- [Problem]: Check the records below line by line for the string "striped". Give the number of lines that contain it and nothing else.
▬▬▬▬▬▬▬▬▬▬
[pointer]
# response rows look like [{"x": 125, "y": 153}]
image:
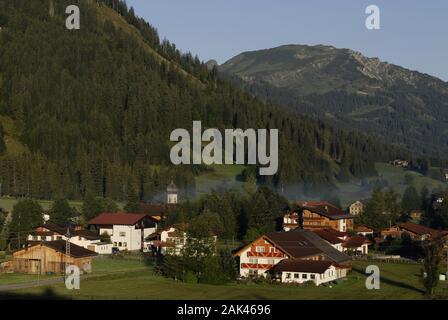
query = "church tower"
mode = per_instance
[{"x": 172, "y": 192}]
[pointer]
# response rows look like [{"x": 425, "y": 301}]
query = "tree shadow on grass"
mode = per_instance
[
  {"x": 392, "y": 282},
  {"x": 48, "y": 294}
]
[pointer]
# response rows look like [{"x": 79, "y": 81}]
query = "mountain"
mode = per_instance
[
  {"x": 346, "y": 89},
  {"x": 90, "y": 111}
]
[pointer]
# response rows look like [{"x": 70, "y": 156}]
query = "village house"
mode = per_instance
[
  {"x": 318, "y": 215},
  {"x": 400, "y": 163},
  {"x": 416, "y": 214},
  {"x": 50, "y": 257},
  {"x": 415, "y": 231},
  {"x": 50, "y": 231},
  {"x": 167, "y": 242},
  {"x": 364, "y": 231},
  {"x": 263, "y": 256},
  {"x": 357, "y": 245},
  {"x": 301, "y": 271},
  {"x": 356, "y": 208},
  {"x": 127, "y": 231}
]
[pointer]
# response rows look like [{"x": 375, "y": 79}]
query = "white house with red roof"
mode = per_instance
[
  {"x": 294, "y": 256},
  {"x": 127, "y": 231}
]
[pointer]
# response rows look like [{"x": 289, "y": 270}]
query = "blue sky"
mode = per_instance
[{"x": 413, "y": 34}]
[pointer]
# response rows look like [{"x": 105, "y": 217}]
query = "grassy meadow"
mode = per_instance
[{"x": 125, "y": 279}]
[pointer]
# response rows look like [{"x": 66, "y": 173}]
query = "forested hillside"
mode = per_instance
[
  {"x": 348, "y": 90},
  {"x": 91, "y": 110}
]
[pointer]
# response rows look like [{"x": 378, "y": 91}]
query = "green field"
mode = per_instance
[
  {"x": 350, "y": 192},
  {"x": 135, "y": 280}
]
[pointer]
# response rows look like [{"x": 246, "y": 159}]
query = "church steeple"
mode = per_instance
[{"x": 172, "y": 192}]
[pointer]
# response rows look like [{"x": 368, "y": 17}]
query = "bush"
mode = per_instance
[{"x": 190, "y": 277}]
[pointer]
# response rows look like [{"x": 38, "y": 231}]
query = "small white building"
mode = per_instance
[
  {"x": 127, "y": 231},
  {"x": 263, "y": 257},
  {"x": 84, "y": 238}
]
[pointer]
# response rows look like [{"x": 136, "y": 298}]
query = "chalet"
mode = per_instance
[
  {"x": 127, "y": 231},
  {"x": 400, "y": 163},
  {"x": 167, "y": 242},
  {"x": 356, "y": 208},
  {"x": 416, "y": 214},
  {"x": 263, "y": 256},
  {"x": 416, "y": 231},
  {"x": 341, "y": 241},
  {"x": 50, "y": 231},
  {"x": 364, "y": 231},
  {"x": 318, "y": 215},
  {"x": 301, "y": 271},
  {"x": 50, "y": 257}
]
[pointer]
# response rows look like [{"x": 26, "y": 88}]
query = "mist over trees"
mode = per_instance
[{"x": 92, "y": 111}]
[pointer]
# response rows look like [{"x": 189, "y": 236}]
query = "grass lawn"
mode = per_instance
[
  {"x": 398, "y": 281},
  {"x": 8, "y": 203},
  {"x": 350, "y": 192},
  {"x": 221, "y": 176}
]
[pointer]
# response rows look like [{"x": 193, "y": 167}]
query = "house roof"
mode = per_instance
[
  {"x": 117, "y": 219},
  {"x": 362, "y": 228},
  {"x": 416, "y": 228},
  {"x": 56, "y": 228},
  {"x": 60, "y": 246},
  {"x": 330, "y": 236},
  {"x": 155, "y": 209},
  {"x": 308, "y": 266},
  {"x": 355, "y": 242},
  {"x": 326, "y": 209},
  {"x": 172, "y": 187}
]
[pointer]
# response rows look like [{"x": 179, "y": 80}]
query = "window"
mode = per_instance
[
  {"x": 255, "y": 261},
  {"x": 253, "y": 272}
]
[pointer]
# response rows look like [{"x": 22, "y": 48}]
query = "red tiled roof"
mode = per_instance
[
  {"x": 355, "y": 242},
  {"x": 308, "y": 266},
  {"x": 156, "y": 209},
  {"x": 326, "y": 209},
  {"x": 328, "y": 235},
  {"x": 117, "y": 219},
  {"x": 416, "y": 228},
  {"x": 60, "y": 246},
  {"x": 362, "y": 228}
]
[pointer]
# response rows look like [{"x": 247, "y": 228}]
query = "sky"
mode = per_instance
[{"x": 413, "y": 34}]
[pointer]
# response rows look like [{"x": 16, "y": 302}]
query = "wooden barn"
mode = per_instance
[{"x": 50, "y": 257}]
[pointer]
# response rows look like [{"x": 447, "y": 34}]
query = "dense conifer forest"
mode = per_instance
[{"x": 90, "y": 111}]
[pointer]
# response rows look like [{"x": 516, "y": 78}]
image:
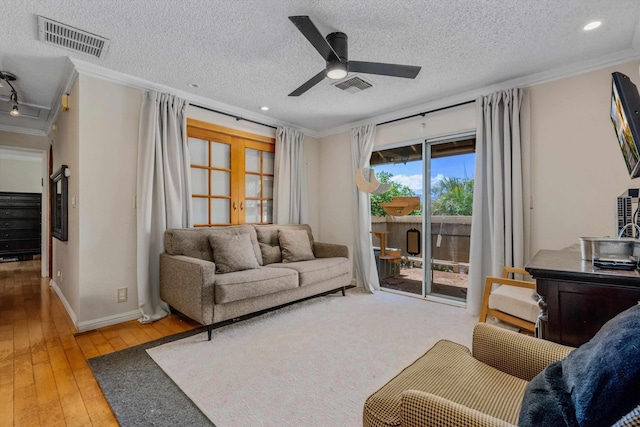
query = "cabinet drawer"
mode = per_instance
[
  {"x": 6, "y": 224},
  {"x": 18, "y": 213},
  {"x": 19, "y": 245},
  {"x": 17, "y": 233}
]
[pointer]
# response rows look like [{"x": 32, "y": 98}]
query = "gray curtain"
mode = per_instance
[
  {"x": 362, "y": 141},
  {"x": 498, "y": 229},
  {"x": 290, "y": 182},
  {"x": 163, "y": 191}
]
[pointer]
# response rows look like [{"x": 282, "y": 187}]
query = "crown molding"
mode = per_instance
[
  {"x": 23, "y": 154},
  {"x": 26, "y": 131},
  {"x": 64, "y": 87},
  {"x": 90, "y": 69},
  {"x": 527, "y": 81}
]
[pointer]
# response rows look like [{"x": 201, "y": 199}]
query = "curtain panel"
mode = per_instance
[
  {"x": 362, "y": 141},
  {"x": 290, "y": 183},
  {"x": 163, "y": 192},
  {"x": 498, "y": 219}
]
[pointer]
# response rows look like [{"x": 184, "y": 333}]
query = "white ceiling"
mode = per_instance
[{"x": 246, "y": 53}]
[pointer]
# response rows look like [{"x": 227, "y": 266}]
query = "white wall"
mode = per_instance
[
  {"x": 21, "y": 176},
  {"x": 106, "y": 173},
  {"x": 65, "y": 263},
  {"x": 440, "y": 123},
  {"x": 11, "y": 139},
  {"x": 577, "y": 170}
]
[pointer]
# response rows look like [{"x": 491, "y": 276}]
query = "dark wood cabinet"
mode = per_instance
[
  {"x": 20, "y": 224},
  {"x": 577, "y": 299}
]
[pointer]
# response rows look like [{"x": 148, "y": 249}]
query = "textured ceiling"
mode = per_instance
[{"x": 245, "y": 54}]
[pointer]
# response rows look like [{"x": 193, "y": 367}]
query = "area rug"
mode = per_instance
[
  {"x": 140, "y": 393},
  {"x": 309, "y": 364}
]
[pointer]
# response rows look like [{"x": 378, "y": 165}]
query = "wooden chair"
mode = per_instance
[{"x": 512, "y": 302}]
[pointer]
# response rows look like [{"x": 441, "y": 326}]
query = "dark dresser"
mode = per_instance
[
  {"x": 20, "y": 225},
  {"x": 577, "y": 299}
]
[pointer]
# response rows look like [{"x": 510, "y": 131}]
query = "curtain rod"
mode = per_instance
[
  {"x": 238, "y": 118},
  {"x": 427, "y": 112}
]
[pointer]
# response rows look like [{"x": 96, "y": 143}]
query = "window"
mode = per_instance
[{"x": 232, "y": 175}]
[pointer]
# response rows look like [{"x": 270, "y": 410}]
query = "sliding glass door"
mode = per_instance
[{"x": 426, "y": 252}]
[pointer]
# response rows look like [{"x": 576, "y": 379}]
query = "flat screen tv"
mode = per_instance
[{"x": 625, "y": 116}]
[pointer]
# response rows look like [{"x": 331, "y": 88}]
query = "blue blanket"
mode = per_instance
[{"x": 596, "y": 385}]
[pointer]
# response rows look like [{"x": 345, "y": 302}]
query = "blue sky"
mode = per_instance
[{"x": 461, "y": 166}]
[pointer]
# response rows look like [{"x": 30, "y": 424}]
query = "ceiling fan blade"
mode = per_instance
[
  {"x": 309, "y": 83},
  {"x": 309, "y": 30},
  {"x": 394, "y": 70}
]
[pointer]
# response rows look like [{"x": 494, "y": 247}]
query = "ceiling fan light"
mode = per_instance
[{"x": 336, "y": 70}]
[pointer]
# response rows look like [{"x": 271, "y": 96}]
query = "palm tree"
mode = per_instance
[{"x": 452, "y": 196}]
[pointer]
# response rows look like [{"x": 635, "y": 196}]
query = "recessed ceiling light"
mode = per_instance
[{"x": 592, "y": 25}]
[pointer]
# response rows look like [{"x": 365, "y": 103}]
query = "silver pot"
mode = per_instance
[{"x": 590, "y": 246}]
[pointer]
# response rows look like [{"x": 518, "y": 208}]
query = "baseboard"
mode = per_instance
[
  {"x": 89, "y": 325},
  {"x": 65, "y": 303}
]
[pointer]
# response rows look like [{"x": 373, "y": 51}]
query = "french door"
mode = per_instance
[{"x": 232, "y": 175}]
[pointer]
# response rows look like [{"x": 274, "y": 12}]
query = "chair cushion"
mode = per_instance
[
  {"x": 316, "y": 270},
  {"x": 515, "y": 301},
  {"x": 245, "y": 284},
  {"x": 448, "y": 370}
]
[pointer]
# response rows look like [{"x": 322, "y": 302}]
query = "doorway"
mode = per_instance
[{"x": 440, "y": 173}]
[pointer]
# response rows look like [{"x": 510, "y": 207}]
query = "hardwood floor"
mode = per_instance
[{"x": 45, "y": 379}]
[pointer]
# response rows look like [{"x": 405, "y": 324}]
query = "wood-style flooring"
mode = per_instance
[{"x": 45, "y": 379}]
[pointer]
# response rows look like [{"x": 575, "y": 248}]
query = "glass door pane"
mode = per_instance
[
  {"x": 425, "y": 255},
  {"x": 450, "y": 207},
  {"x": 400, "y": 267}
]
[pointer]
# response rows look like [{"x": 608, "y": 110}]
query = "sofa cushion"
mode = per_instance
[
  {"x": 448, "y": 370},
  {"x": 316, "y": 270},
  {"x": 270, "y": 254},
  {"x": 245, "y": 284},
  {"x": 194, "y": 242},
  {"x": 233, "y": 252},
  {"x": 295, "y": 245},
  {"x": 595, "y": 385}
]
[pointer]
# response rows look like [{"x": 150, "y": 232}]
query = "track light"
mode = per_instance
[{"x": 9, "y": 77}]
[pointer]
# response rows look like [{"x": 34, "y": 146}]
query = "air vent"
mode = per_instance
[
  {"x": 62, "y": 35},
  {"x": 353, "y": 84}
]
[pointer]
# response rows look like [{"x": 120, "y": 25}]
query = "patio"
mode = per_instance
[
  {"x": 450, "y": 238},
  {"x": 443, "y": 282}
]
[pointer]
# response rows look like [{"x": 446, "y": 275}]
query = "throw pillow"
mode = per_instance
[
  {"x": 596, "y": 385},
  {"x": 270, "y": 254},
  {"x": 233, "y": 252},
  {"x": 295, "y": 245}
]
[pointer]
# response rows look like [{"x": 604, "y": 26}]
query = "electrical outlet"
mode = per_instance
[{"x": 122, "y": 295}]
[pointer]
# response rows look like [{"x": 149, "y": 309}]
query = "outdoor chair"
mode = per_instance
[{"x": 513, "y": 301}]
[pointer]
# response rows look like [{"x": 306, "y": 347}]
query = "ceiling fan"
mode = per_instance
[{"x": 334, "y": 50}]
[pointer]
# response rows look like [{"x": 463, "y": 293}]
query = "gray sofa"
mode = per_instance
[{"x": 219, "y": 273}]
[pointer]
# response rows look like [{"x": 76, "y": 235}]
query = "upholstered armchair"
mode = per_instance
[
  {"x": 452, "y": 386},
  {"x": 511, "y": 378}
]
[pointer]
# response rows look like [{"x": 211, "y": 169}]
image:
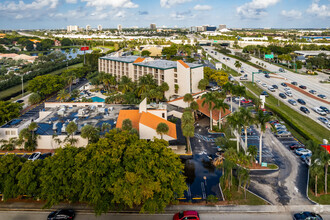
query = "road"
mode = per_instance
[
  {"x": 33, "y": 215},
  {"x": 286, "y": 77}
]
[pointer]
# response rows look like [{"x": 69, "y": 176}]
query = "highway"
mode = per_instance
[
  {"x": 29, "y": 215},
  {"x": 286, "y": 77}
]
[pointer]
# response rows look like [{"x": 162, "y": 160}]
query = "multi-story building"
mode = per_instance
[
  {"x": 185, "y": 75},
  {"x": 72, "y": 28},
  {"x": 152, "y": 26}
]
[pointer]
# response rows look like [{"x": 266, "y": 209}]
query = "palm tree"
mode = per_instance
[
  {"x": 247, "y": 120},
  {"x": 62, "y": 95},
  {"x": 162, "y": 129},
  {"x": 240, "y": 91},
  {"x": 228, "y": 88},
  {"x": 221, "y": 106},
  {"x": 188, "y": 98},
  {"x": 209, "y": 99},
  {"x": 261, "y": 119},
  {"x": 238, "y": 64},
  {"x": 236, "y": 123}
]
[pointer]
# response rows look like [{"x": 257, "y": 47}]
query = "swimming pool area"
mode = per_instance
[{"x": 97, "y": 99}]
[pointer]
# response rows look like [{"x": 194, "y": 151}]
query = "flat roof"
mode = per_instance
[{"x": 124, "y": 59}]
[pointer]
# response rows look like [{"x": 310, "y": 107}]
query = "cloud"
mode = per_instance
[
  {"x": 292, "y": 14},
  {"x": 102, "y": 4},
  {"x": 202, "y": 7},
  {"x": 181, "y": 15},
  {"x": 255, "y": 9},
  {"x": 143, "y": 13},
  {"x": 170, "y": 3},
  {"x": 319, "y": 10}
]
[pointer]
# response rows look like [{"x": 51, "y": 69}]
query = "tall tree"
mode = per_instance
[
  {"x": 162, "y": 129},
  {"x": 261, "y": 119}
]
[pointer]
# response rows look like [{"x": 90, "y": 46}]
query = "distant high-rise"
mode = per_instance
[
  {"x": 222, "y": 26},
  {"x": 72, "y": 28}
]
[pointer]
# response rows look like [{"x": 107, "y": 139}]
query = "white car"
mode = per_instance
[
  {"x": 319, "y": 111},
  {"x": 34, "y": 156},
  {"x": 303, "y": 151}
]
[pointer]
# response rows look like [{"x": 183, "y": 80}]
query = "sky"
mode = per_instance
[{"x": 50, "y": 14}]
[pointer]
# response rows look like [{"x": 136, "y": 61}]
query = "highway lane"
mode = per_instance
[
  {"x": 34, "y": 215},
  {"x": 310, "y": 102}
]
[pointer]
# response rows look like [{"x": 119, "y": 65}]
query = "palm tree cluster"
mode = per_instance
[
  {"x": 320, "y": 162},
  {"x": 129, "y": 92}
]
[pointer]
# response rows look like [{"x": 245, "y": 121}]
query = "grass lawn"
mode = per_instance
[
  {"x": 322, "y": 199},
  {"x": 306, "y": 125},
  {"x": 15, "y": 89}
]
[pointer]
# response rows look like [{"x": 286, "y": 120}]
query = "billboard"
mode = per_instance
[
  {"x": 84, "y": 48},
  {"x": 269, "y": 56}
]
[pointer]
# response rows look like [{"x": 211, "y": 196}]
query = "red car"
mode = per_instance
[{"x": 186, "y": 215}]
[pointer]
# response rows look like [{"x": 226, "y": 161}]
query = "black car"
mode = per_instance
[
  {"x": 264, "y": 93},
  {"x": 282, "y": 95},
  {"x": 301, "y": 101},
  {"x": 61, "y": 214},
  {"x": 325, "y": 109},
  {"x": 307, "y": 215},
  {"x": 304, "y": 110},
  {"x": 43, "y": 156}
]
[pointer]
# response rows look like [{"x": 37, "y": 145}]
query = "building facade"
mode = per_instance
[{"x": 185, "y": 75}]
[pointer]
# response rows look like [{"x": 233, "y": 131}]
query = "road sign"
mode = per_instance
[{"x": 84, "y": 48}]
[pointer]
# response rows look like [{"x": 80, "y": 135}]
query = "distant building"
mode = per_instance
[
  {"x": 185, "y": 75},
  {"x": 72, "y": 28},
  {"x": 222, "y": 26},
  {"x": 152, "y": 26}
]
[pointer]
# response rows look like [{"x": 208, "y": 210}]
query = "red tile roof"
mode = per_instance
[{"x": 215, "y": 113}]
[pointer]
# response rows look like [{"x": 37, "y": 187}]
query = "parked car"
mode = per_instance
[
  {"x": 288, "y": 93},
  {"x": 303, "y": 151},
  {"x": 270, "y": 88},
  {"x": 321, "y": 96},
  {"x": 34, "y": 156},
  {"x": 304, "y": 110},
  {"x": 307, "y": 216},
  {"x": 319, "y": 111},
  {"x": 301, "y": 101},
  {"x": 62, "y": 214},
  {"x": 264, "y": 93},
  {"x": 44, "y": 156},
  {"x": 296, "y": 146},
  {"x": 186, "y": 215},
  {"x": 292, "y": 102},
  {"x": 325, "y": 109},
  {"x": 282, "y": 95},
  {"x": 323, "y": 120}
]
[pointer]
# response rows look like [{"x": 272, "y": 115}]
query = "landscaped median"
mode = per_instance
[{"x": 304, "y": 127}]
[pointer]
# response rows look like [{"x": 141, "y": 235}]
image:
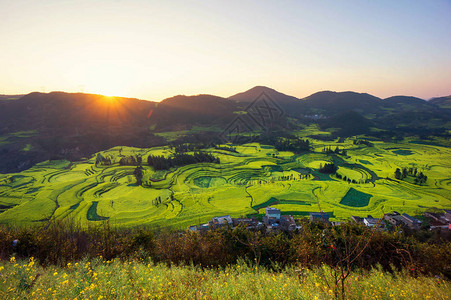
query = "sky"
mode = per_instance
[{"x": 157, "y": 49}]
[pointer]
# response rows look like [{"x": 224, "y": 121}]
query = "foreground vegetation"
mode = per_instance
[
  {"x": 114, "y": 279},
  {"x": 67, "y": 261}
]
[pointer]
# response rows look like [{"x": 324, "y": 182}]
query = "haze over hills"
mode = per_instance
[{"x": 72, "y": 126}]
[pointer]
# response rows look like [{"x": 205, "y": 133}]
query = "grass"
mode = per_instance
[
  {"x": 245, "y": 179},
  {"x": 355, "y": 198},
  {"x": 135, "y": 279}
]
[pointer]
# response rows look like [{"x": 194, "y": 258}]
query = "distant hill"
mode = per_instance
[
  {"x": 348, "y": 124},
  {"x": 185, "y": 111},
  {"x": 442, "y": 102},
  {"x": 291, "y": 105},
  {"x": 60, "y": 125},
  {"x": 10, "y": 97},
  {"x": 57, "y": 125},
  {"x": 330, "y": 103},
  {"x": 255, "y": 92}
]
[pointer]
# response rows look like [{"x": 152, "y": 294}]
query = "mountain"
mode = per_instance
[
  {"x": 71, "y": 112},
  {"x": 291, "y": 106},
  {"x": 348, "y": 123},
  {"x": 255, "y": 92},
  {"x": 60, "y": 125},
  {"x": 10, "y": 97},
  {"x": 182, "y": 112},
  {"x": 442, "y": 102},
  {"x": 330, "y": 103}
]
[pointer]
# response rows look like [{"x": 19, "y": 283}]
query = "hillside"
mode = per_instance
[
  {"x": 57, "y": 125},
  {"x": 443, "y": 102}
]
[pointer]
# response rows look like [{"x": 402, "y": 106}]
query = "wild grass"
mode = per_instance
[{"x": 142, "y": 279}]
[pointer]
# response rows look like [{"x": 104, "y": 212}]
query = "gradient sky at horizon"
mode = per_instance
[{"x": 156, "y": 49}]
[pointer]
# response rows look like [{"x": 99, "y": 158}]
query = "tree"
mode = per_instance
[{"x": 138, "y": 175}]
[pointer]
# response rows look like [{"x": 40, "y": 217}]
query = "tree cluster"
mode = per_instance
[
  {"x": 328, "y": 168},
  {"x": 102, "y": 160},
  {"x": 226, "y": 148},
  {"x": 294, "y": 145},
  {"x": 186, "y": 147},
  {"x": 130, "y": 160},
  {"x": 328, "y": 150},
  {"x": 420, "y": 178},
  {"x": 349, "y": 180},
  {"x": 180, "y": 159},
  {"x": 363, "y": 142}
]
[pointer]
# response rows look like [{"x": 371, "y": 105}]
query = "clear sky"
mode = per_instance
[{"x": 156, "y": 49}]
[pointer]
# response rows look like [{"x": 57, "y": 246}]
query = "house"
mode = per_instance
[
  {"x": 435, "y": 216},
  {"x": 221, "y": 221},
  {"x": 438, "y": 225},
  {"x": 272, "y": 216},
  {"x": 448, "y": 215},
  {"x": 370, "y": 221},
  {"x": 357, "y": 219},
  {"x": 204, "y": 227},
  {"x": 248, "y": 223},
  {"x": 287, "y": 223},
  {"x": 319, "y": 217},
  {"x": 437, "y": 221},
  {"x": 394, "y": 218},
  {"x": 411, "y": 221},
  {"x": 273, "y": 213}
]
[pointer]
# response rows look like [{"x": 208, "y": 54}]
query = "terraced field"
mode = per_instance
[{"x": 244, "y": 183}]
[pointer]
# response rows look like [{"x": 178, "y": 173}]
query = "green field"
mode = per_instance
[{"x": 244, "y": 183}]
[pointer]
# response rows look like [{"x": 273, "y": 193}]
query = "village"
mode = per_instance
[{"x": 275, "y": 221}]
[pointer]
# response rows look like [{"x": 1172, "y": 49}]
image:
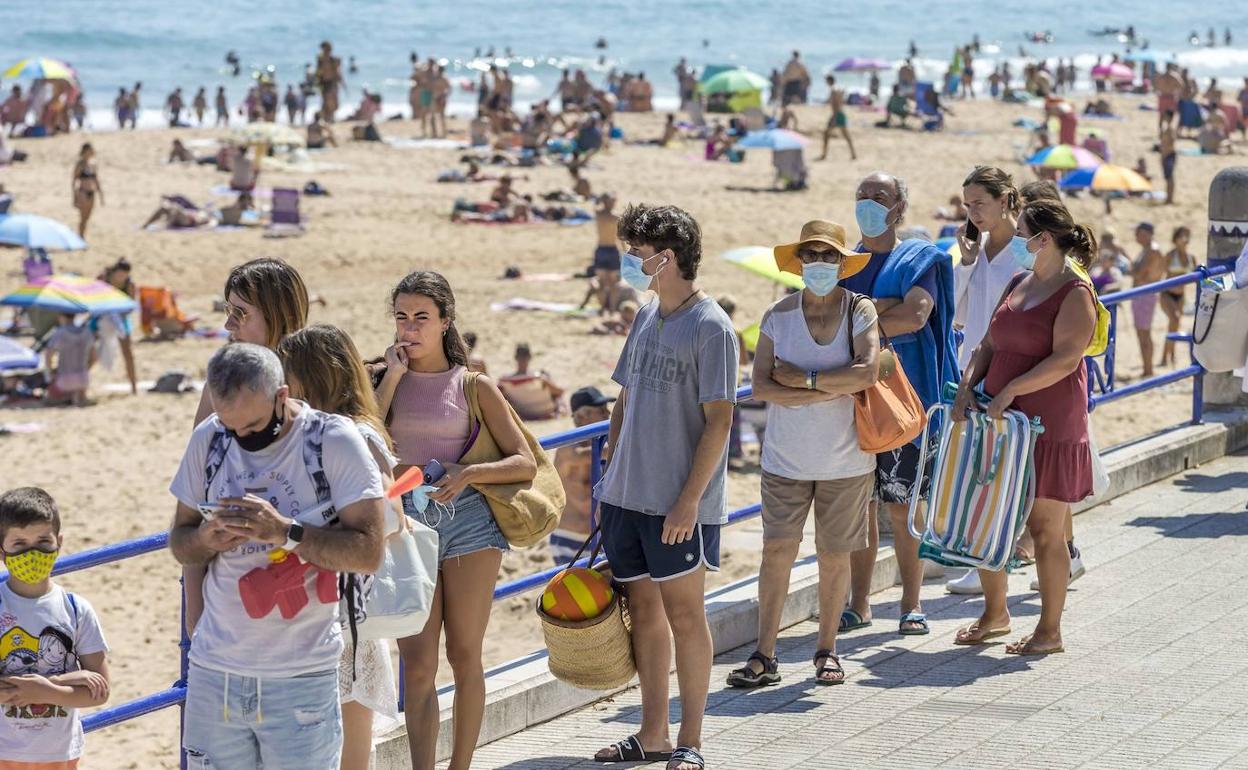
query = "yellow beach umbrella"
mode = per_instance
[
  {"x": 760, "y": 261},
  {"x": 40, "y": 66}
]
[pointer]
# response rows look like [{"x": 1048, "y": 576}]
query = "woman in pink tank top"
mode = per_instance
[
  {"x": 1032, "y": 361},
  {"x": 422, "y": 394}
]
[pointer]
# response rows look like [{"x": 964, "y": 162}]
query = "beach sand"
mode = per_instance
[{"x": 109, "y": 466}]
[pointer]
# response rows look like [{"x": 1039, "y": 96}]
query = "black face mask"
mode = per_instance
[{"x": 262, "y": 438}]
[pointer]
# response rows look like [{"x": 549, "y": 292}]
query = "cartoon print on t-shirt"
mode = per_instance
[{"x": 48, "y": 654}]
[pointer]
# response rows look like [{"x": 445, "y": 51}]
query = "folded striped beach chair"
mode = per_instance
[{"x": 982, "y": 488}]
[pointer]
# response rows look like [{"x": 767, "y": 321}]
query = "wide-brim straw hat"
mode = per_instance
[{"x": 820, "y": 231}]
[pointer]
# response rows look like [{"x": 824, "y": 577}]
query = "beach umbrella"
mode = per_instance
[
  {"x": 859, "y": 64},
  {"x": 69, "y": 293},
  {"x": 1151, "y": 55},
  {"x": 1107, "y": 179},
  {"x": 38, "y": 232},
  {"x": 773, "y": 139},
  {"x": 735, "y": 81},
  {"x": 40, "y": 66},
  {"x": 1065, "y": 156},
  {"x": 267, "y": 134},
  {"x": 16, "y": 356},
  {"x": 1113, "y": 71},
  {"x": 760, "y": 261}
]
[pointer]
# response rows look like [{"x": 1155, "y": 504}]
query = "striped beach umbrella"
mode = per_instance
▬▬▬▬▬▬▬▬▬▬
- [Your solution]: 2